## Direction
Repeat every line of the listing below word for word, without changing anything.

## Data records
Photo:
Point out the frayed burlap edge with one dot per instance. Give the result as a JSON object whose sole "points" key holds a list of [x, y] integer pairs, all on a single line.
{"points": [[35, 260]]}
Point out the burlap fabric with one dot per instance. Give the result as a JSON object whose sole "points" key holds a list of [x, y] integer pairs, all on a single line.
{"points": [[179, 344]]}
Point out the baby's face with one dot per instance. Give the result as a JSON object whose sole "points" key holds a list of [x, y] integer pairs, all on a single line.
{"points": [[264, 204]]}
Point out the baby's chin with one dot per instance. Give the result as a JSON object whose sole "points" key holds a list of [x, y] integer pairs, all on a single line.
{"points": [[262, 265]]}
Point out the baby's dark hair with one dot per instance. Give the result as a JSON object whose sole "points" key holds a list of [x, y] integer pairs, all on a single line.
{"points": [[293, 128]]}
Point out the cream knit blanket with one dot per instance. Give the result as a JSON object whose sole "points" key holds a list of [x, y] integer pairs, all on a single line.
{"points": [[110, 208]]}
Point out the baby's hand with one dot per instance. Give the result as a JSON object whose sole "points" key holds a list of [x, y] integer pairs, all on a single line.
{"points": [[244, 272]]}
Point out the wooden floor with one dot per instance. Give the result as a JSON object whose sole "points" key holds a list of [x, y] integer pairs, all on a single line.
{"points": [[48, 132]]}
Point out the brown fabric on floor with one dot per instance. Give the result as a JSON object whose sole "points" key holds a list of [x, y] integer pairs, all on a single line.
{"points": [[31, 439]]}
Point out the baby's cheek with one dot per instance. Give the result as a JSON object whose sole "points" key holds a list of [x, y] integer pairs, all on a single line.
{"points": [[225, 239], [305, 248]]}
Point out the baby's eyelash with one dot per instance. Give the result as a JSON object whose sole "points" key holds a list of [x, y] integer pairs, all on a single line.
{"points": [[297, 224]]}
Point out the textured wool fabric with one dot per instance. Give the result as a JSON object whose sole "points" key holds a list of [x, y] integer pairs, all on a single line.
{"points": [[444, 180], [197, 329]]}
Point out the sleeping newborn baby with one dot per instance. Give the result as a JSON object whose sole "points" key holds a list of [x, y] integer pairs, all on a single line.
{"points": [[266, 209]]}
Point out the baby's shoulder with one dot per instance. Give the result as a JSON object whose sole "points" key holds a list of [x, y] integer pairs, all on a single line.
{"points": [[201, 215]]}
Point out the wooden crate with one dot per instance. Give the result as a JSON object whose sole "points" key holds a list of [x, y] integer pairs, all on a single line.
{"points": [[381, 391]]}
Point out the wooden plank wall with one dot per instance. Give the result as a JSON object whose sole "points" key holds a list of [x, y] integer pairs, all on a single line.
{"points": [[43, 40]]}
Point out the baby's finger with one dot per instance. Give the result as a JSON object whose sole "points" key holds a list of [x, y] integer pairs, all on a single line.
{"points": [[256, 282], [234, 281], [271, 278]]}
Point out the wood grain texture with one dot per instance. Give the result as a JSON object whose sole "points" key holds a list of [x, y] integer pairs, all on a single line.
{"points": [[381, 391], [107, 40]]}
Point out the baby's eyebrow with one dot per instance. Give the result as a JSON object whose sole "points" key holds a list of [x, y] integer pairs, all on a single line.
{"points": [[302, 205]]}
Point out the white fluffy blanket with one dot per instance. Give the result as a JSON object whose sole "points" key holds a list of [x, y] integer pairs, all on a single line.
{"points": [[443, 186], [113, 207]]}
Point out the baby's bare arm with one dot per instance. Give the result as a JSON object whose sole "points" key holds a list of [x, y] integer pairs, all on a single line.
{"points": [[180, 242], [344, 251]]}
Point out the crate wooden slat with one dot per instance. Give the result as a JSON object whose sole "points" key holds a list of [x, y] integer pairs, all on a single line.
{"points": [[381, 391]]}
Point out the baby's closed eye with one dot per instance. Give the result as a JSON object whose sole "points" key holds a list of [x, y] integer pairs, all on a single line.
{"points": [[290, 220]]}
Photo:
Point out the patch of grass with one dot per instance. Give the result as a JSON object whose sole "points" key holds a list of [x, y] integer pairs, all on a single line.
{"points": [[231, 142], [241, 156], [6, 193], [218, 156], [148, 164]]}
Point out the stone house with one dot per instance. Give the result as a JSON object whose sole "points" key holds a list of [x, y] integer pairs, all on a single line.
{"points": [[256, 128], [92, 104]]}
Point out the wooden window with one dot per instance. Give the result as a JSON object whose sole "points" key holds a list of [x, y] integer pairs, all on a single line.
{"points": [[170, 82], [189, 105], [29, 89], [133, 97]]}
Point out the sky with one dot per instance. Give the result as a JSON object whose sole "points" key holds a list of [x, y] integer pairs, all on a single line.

## Solution to the problem
Photo:
Point out the frayed burlap edge with one dot per instance. Give the result as a JSON object whose sole "points" key holds a list of [x, y] integer pairs, all on a single line.
{"points": [[35, 260]]}
Point out the burlap fabric with one dot per instance. Give the result as a JSON object whose sole "points" key holds a list of [x, y] integer pairs, all on a single line.
{"points": [[179, 344]]}
Point out the baby's face with one dot per instance. Give the result as a JSON object whose sole "points" key holds a list of [x, y] integer pairs, all on a single line.
{"points": [[264, 204]]}
Point out the baby's chin with one dot per instance. Give the result as a JSON object whose sole "points" key holds a list of [x, y] integer pairs, all on a single line.
{"points": [[262, 265]]}
Point out the baby's dark hair with one dot per instance. Give the result as a JSON object whose sole "points" key holds a list of [x, y] integer pairs, all on a single line.
{"points": [[293, 128]]}
Point out the cream knit blanket with one dot per instance. Give the result as a JSON object whose sole "points" key holds a list of [x, y] integer pairs, all on a single line.
{"points": [[110, 208]]}
Point out the baby's hand with one dot per instance. Give the result as a JSON object whose sole "points" key holds a list of [x, y] integer pairs, all on a single line.
{"points": [[244, 272]]}
Point out the wooden floor with one dot per instance. Give the result as a JSON object whose sole "points" key holds a list of [x, y] integer pairs, all on a single line.
{"points": [[48, 132]]}
Point out the brown fabric on floor with one dot per instance. Give the result as a JSON object whose sole "points" key holds a list of [x, y] integer pairs, all on a single line.
{"points": [[31, 439]]}
Point out the baby's cheek with one dot per instance. Give the result as a JSON object whose sole "points" key holds a list of [x, y] integer pairs, all on a single line.
{"points": [[225, 239], [305, 248]]}
Point out the baby's eyelash with one dot per instance. Give the result as a JSON object whose sole "points" key holds a list of [x, y] integer pairs, all on a single line.
{"points": [[297, 224]]}
Point out the textured wool fabric with one dot per instance. Give the result as a JSON object whose sole "points" key holds a list of [x, y] integer pairs, all on a single line.
{"points": [[444, 180], [197, 329]]}
Point out the sleeping newborn baby with one dot per instance. Give the result as a JSON object whose sole "points" key holds a list of [x, y] integer pairs, all on a single line.
{"points": [[266, 209]]}
Point out the baby's shoulder with one dot per instance. Give the result as a JSON object whose sole "points" key holds a list of [x, y] integer pairs, all on a single line.
{"points": [[201, 215]]}
Point out the wooden crate with one dot per instance. Give the result as a JSON object whose sole "points" key holds a list of [x, y] integer pairs, all on a single line.
{"points": [[381, 391]]}
Point out the wooden plank wall with one dot per instance. Give the result as a JSON object whose sole "points" key holds a list of [x, y] integer pairs, all on a single line.
{"points": [[43, 40]]}
Point out the baby's finger with one dot per instance. Give the result as a JSON object whose sole "points" key holds a list of [x, y] integer pairs, all on a single line.
{"points": [[256, 282], [234, 281], [271, 278]]}
Point out the wood grain texture with one dot per instance. Give the result as a JSON object whose sole "points" key holds a list of [x, y] integer pairs, all on a single line.
{"points": [[381, 391], [107, 40]]}
Point out the baby's eyebrow with one dot per instance. Give the result as a JSON object whose sole "points" key holds a list of [x, y] integer pairs, all on a single line.
{"points": [[302, 205]]}
Point out the white fluffy blanket with one dot per instance. Give the result as a JSON object whose sole "points" key holds a list of [x, y] integer pairs, all on a single line.
{"points": [[443, 186], [113, 207]]}
Point out the baby's bare arm with one dot per instance. Give the result as a JSON object whose sole "points" key holds a list of [x, y] integer pairs, all on a single line.
{"points": [[180, 242], [344, 251]]}
Point out the crate wooden slat with one dot per instance. Give the result as a JSON object whose sole "points" key holds a list of [x, y] integer pairs, all on a single line.
{"points": [[381, 391]]}
Point out the baby's closed eye with one dot per instance. Give the result as a JSON object whose sole "points" key holds a list of [x, y] integer pairs, all on a single line.
{"points": [[290, 220]]}
Photo:
Point out the patch of grass with one dot per instance. Give the result as a JSON object whose sole "points" key holds a list of [x, y] integer pairs, all on a single line.
{"points": [[231, 142], [241, 156], [6, 193], [218, 156], [148, 164]]}
Point out the stone house with one dot per instance. Give the result as a JSON object whose sole "points" key holds a list of [x, y] integer pairs, all on a single line.
{"points": [[256, 128], [92, 104]]}
Point out the wooden window with one dot per instance. Give the result as a JSON object whose sole "points" key holds a list of [x, y] integer pairs, all on a single line.
{"points": [[170, 82], [189, 105], [29, 89], [133, 97]]}
Point out the sky with one dot per instance. Give the result as a JSON object whose sole "points" key holds a list of [x, y] integer pairs, all on a single line.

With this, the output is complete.